- **The exercise**
Which of the lines below contain the word "concrete"? Copy each of those lines, and treat uppercase and lowercase as different.

- **Entries provided**
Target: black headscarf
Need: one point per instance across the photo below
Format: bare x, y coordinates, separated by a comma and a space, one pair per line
...
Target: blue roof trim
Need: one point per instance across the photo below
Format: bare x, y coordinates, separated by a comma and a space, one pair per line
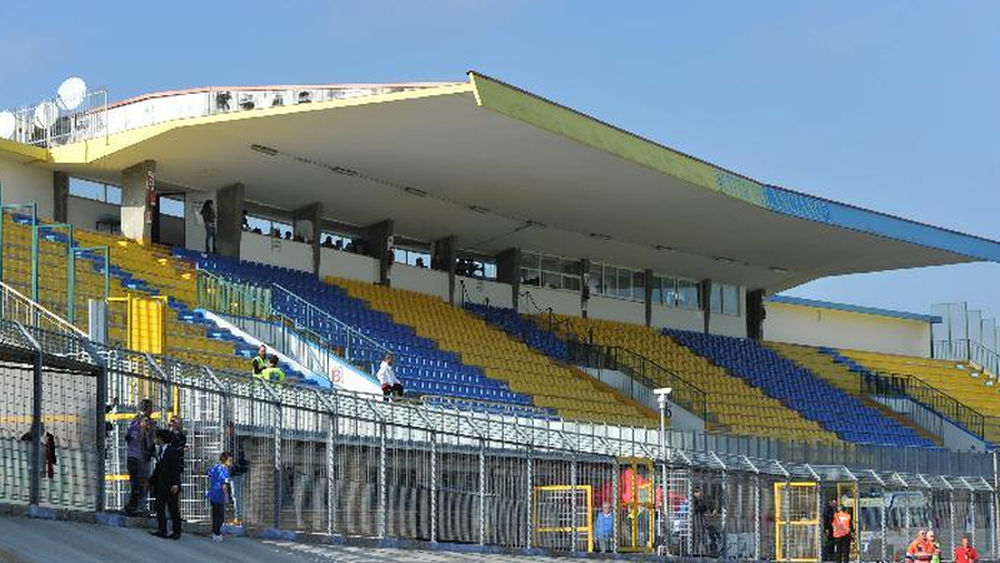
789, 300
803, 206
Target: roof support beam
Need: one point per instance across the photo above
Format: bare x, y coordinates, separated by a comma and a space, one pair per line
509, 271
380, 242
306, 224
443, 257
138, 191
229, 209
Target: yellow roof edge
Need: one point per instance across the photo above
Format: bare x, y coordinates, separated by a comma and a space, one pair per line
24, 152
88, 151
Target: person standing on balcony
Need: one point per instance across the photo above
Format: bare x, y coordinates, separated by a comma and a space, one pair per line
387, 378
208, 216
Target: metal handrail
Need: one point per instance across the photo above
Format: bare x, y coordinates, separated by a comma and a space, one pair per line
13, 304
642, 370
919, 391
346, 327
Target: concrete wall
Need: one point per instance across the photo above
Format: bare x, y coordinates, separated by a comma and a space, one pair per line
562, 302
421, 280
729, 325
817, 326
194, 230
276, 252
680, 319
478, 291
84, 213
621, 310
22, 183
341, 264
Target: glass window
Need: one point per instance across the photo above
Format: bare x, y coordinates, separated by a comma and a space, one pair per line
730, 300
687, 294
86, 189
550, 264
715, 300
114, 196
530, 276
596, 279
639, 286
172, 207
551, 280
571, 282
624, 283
---
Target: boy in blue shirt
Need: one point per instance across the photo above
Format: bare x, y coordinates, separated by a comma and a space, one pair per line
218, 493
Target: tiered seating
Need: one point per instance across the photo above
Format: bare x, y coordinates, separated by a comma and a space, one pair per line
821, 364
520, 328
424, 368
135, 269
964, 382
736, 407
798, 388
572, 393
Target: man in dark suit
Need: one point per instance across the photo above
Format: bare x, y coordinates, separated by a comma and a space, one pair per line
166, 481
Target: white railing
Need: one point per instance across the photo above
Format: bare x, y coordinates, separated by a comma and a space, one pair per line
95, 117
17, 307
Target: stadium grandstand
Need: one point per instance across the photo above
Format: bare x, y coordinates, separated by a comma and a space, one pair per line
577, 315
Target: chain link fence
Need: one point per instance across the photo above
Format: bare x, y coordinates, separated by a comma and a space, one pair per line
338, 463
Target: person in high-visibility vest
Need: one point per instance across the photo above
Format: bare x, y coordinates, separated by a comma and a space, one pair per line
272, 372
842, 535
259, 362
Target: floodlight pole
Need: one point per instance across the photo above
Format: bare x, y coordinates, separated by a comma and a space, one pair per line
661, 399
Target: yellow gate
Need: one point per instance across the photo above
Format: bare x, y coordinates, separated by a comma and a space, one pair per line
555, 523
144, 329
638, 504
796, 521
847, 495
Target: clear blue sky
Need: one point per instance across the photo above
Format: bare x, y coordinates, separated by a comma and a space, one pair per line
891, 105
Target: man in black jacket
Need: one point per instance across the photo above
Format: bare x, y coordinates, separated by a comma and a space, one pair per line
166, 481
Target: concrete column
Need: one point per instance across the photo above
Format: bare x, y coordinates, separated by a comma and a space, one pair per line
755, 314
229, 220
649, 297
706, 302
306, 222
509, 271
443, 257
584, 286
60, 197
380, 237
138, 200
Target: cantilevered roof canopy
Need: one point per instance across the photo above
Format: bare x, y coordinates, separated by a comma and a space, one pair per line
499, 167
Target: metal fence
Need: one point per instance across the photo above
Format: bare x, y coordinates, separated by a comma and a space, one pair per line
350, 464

- **Exercise response**
Target: concrete wall
Target: concrete column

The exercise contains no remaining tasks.